For each statement (a) to (c), decide whether it agrees with the text on illegal dumping of construction waste. Answer yes or no and quote the words of the text that settle it.
(a) Between January 20 and May 31, 2006, the EPD received 508 complaints about flytipping of construction waste.
(b) The EPD can give comparable figures for flytipping cases detected in the same period of 2005.
(c) During inspections and ambush operations from January 20 to May 31, 2006, EPD staff detected a total of 69 cases of flytipping of construction waste.

start EXCERPTED TEXT

LCQ 4: Illegal dumping of construction waste
Following is a question by the Hon Li Wah-ming for the Hon Albert Chan and an oral reply by the Secretary for the Environment, Transport and Works, Dr Sarah Liao, in the Legislative Council meeting today (June 14):
Recently, I have received complaints from members of the public that, since the implementation of the construction waste disposal charging scheme on January 20 this year, illegal dumping of construction waste has taken place in many streets, rear lanes and agricultural lands. In this connection, will the Government inform this Council:
(a) of the number of complaints received by the authorities each month about illegal dumping of construction waste since the implementation of the above scheme, the number of cases of illegal dumping of construction waste found during inspections, as well as the respective numbers of such complaints and cases in the same period last year;
(b) of the number of prosecutions instituted in respect of the above illegal dumping cases, and the quantity of construction waste illegally dumped since the implementation of the scheme; and
(c) whether there are measures to crack down on illegal dumping of construction waste; if so, of the details of the measures; if not, the reasons for that?
(a) Since the implementation of the construction waste disposal charging scheme on January 20, 2006 and up to May 31, 2006, the Environmental Protection Department (EPD) received 508 complaints on the flytipping of construction waste. In the same period last year, the EPD received 101 such complaints. The monthly figures are as follows:
Number of complaints of flytipping of construction waste received by the EPD
January 20 January 20
to January 31 3 to January 31 11
February 16 February 41
March 18 March 148
April 35 April 124
May 29 May 184
Total: 101 Total: 508
In order to deter the illegal acts of flytipping of construction waste, the EPD would conduct regular inspections or ambush operations. During these inspections and ambush operations carried out between January 20 and May 31 this year, the EPD staff detected a total of 69 cases of flytipping of construction waste. The figures for the respective months are as follows:
Cases of flytipping of construction waste detected by the EPD during inspections
January 2006 10
February 2006 3
March 2006 13
April 2006 16
May 2006 27
Before the implementation of the construction waste disposal charging scheme, the EPD did not classify the type of waste being flytipped. As a result, no comparable data could be provided for the same period in 2005.

end EXCERPTED TEXT
start DATA EXCERPT

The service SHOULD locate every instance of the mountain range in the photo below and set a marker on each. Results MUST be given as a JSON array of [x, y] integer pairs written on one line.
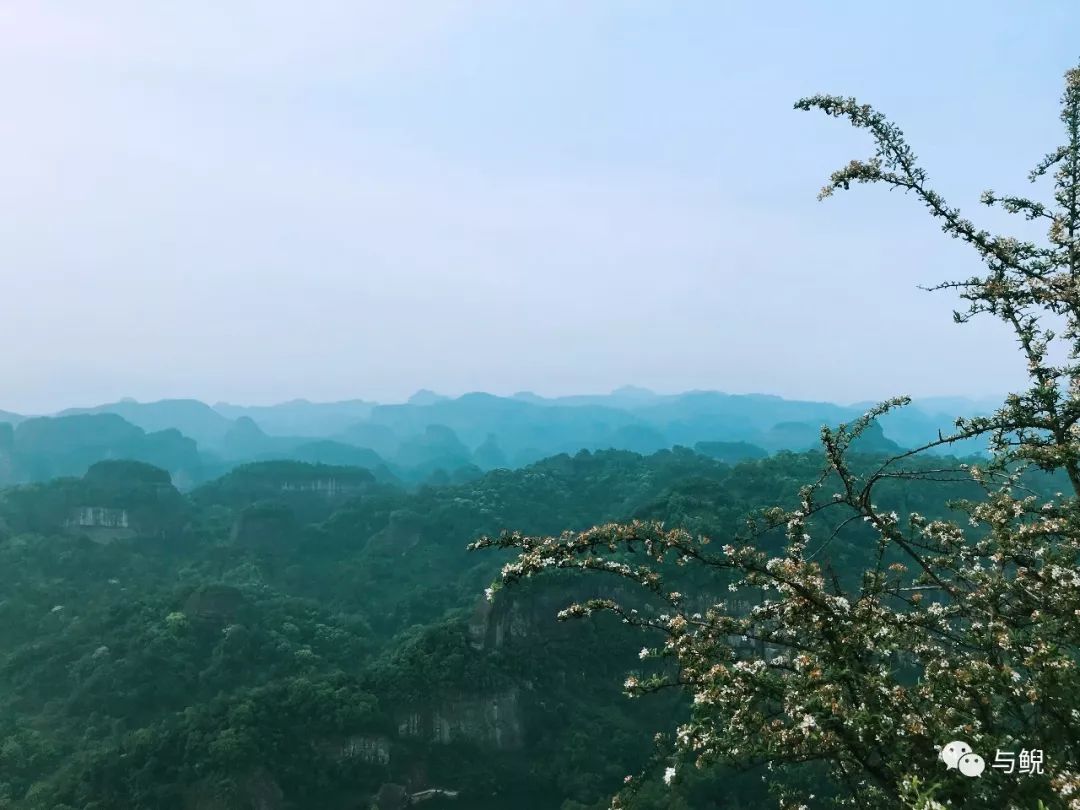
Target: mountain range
[[437, 439]]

end DATA EXCERPT

#### THE SOLUTION
(a) Yes: "the Environmental Protection Department (EPD) received 508 complaints on the flytipping of construction waste."
(b) No: "no comparable data could be provided for the same period in 2005."
(c) Yes: "the EPD staff detected a total of 69 cases of flytipping of construction waste."